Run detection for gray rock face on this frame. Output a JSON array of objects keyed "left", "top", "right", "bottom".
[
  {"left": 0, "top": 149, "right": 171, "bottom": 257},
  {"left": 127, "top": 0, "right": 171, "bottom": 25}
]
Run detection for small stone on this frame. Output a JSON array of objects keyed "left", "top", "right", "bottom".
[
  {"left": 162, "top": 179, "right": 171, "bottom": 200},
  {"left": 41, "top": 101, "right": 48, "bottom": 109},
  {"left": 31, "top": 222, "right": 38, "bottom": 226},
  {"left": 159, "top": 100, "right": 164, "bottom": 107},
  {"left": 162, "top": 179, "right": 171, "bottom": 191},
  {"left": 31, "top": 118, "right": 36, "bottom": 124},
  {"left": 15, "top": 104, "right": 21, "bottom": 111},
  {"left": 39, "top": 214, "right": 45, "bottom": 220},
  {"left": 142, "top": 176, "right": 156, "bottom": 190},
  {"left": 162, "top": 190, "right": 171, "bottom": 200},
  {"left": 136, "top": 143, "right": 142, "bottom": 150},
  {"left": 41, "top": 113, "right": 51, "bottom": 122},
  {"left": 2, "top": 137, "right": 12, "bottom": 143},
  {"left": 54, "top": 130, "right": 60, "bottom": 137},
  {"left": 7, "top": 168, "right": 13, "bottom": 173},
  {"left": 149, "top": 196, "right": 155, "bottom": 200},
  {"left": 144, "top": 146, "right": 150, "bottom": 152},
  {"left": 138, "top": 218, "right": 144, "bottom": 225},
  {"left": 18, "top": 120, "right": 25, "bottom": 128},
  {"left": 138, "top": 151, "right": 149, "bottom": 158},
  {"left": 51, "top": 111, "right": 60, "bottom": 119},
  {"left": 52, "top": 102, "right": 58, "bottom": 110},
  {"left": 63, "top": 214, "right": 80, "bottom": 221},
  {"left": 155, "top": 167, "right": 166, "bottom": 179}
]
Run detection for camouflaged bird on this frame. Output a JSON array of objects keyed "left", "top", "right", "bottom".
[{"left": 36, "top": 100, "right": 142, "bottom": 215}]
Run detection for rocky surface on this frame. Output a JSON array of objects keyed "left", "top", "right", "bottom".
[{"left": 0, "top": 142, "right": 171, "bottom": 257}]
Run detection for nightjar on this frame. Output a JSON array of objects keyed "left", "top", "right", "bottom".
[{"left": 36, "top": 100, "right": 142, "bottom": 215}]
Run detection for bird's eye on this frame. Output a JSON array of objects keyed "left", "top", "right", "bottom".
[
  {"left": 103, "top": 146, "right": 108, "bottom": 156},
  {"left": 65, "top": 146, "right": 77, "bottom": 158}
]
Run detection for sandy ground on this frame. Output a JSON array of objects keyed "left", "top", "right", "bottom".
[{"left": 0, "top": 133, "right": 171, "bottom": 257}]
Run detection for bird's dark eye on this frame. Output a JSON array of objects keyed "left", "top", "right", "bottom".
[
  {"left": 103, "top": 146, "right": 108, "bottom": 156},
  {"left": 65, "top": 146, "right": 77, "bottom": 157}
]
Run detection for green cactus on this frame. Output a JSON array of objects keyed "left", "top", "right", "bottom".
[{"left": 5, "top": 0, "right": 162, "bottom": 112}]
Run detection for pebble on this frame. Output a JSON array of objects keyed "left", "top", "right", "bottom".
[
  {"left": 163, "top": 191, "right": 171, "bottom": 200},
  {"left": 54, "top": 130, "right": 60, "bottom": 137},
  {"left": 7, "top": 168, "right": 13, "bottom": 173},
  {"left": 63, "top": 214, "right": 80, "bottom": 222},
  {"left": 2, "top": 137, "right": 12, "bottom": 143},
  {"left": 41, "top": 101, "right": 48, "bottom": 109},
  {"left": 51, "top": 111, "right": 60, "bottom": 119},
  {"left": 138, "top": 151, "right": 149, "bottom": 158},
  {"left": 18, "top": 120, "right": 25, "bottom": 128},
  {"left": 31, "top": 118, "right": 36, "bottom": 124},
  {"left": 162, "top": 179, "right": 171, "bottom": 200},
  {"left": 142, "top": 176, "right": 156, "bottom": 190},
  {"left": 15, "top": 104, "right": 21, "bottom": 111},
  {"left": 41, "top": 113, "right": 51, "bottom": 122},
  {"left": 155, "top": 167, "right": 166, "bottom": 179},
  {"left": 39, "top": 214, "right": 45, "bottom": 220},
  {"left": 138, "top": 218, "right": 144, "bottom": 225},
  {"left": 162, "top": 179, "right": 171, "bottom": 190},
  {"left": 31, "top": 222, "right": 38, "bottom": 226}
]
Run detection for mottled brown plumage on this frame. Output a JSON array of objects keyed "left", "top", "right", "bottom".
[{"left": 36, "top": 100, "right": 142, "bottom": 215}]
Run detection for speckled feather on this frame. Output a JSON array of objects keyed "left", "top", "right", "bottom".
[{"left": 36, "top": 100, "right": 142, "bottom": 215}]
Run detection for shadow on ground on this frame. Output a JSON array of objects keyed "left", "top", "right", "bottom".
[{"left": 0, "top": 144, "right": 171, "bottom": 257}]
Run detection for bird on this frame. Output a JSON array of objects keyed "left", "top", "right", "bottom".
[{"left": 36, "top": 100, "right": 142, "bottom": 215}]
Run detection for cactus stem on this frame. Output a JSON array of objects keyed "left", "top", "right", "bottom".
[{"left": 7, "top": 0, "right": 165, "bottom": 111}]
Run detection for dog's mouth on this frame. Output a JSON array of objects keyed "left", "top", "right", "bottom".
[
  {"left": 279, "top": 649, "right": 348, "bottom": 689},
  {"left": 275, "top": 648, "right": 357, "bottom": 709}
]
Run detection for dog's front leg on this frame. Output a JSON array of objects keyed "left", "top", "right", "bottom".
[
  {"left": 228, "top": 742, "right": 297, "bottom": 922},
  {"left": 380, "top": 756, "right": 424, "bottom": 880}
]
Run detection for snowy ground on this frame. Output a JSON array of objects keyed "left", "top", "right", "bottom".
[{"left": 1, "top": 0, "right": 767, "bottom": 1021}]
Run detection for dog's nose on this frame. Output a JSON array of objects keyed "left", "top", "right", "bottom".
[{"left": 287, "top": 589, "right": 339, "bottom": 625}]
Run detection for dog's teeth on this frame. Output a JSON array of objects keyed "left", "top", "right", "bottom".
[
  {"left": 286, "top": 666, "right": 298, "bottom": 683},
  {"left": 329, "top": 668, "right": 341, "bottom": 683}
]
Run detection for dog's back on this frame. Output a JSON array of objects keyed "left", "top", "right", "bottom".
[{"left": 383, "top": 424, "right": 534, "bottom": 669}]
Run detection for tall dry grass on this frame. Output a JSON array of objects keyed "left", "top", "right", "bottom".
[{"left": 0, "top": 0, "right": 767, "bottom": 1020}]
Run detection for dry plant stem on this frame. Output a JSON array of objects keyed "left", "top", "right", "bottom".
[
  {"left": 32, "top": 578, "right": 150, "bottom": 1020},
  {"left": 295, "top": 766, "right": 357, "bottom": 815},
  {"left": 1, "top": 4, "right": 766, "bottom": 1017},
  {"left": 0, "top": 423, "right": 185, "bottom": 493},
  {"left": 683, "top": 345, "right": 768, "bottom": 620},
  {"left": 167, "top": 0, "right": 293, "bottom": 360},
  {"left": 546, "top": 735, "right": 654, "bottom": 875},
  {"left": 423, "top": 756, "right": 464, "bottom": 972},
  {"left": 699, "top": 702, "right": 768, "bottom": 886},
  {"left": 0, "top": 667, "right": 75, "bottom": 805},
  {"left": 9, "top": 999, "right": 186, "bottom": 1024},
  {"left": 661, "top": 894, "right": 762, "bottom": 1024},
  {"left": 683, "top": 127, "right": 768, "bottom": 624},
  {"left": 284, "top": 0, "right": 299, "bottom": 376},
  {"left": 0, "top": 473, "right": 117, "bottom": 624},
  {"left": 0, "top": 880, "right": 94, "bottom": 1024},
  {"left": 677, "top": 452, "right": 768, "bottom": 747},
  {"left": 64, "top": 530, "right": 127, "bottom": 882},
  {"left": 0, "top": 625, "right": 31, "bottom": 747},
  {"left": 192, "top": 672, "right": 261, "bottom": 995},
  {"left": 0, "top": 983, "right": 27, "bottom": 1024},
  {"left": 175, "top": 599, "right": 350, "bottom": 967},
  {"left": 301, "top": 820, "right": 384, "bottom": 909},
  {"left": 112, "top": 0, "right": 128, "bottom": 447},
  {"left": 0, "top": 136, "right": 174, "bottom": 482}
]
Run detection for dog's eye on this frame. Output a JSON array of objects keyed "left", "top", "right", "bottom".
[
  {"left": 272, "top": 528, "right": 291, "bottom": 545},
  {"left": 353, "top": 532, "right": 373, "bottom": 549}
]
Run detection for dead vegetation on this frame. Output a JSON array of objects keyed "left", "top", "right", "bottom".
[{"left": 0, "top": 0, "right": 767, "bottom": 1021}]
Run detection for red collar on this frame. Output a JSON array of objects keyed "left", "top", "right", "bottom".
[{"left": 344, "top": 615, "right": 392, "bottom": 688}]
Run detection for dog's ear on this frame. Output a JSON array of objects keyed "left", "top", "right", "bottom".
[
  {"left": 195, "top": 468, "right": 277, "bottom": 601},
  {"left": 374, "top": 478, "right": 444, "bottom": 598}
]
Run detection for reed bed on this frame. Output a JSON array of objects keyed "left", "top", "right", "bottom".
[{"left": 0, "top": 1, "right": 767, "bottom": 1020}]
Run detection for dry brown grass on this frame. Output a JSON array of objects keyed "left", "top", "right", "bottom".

########################################

■ REQUIRED ACTION ■
Reproduce the line containing "Run detection for dog's ear" and every line after it. Stop at the last line of the records, and add nothing.

■ RESULT ■
Run detection for dog's ear on this frame. Output a JSON array of objects keyed "left", "top", "right", "bottom".
[
  {"left": 195, "top": 468, "right": 277, "bottom": 601},
  {"left": 374, "top": 478, "right": 444, "bottom": 598}
]
Run detection for reed bed on this frame. Output a JSON array of objects keyed "left", "top", "right", "bottom".
[{"left": 0, "top": 1, "right": 767, "bottom": 1020}]
Run detection for dry brown grass on this frame. Output a JSON array of objects keyed "left", "top", "right", "bottom".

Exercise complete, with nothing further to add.